(INSTRUCTIONS TO FOLLOW): Copy out each of the rows below word for word, leaving out the pictures.

============================================================

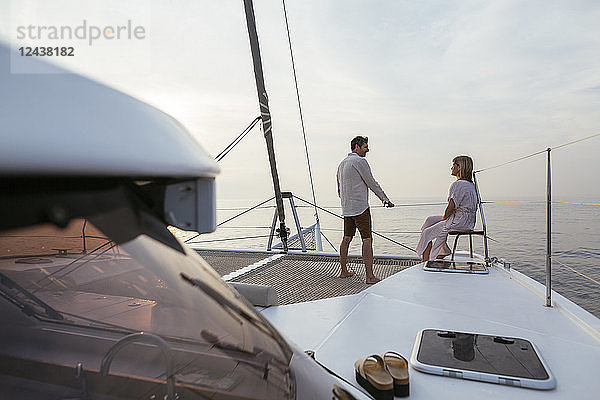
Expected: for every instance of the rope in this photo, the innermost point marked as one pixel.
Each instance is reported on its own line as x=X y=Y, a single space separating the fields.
x=538 y=152
x=238 y=139
x=312 y=186
x=228 y=239
x=577 y=272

============================================================

(RESULT OF THE TASK):
Expected: for every instance of the rope in this photo, the innermost point marked as one pixel.
Each instance is reported on its own line as x=X y=Y, a single space separating the fields.
x=538 y=152
x=238 y=139
x=312 y=186
x=228 y=239
x=577 y=272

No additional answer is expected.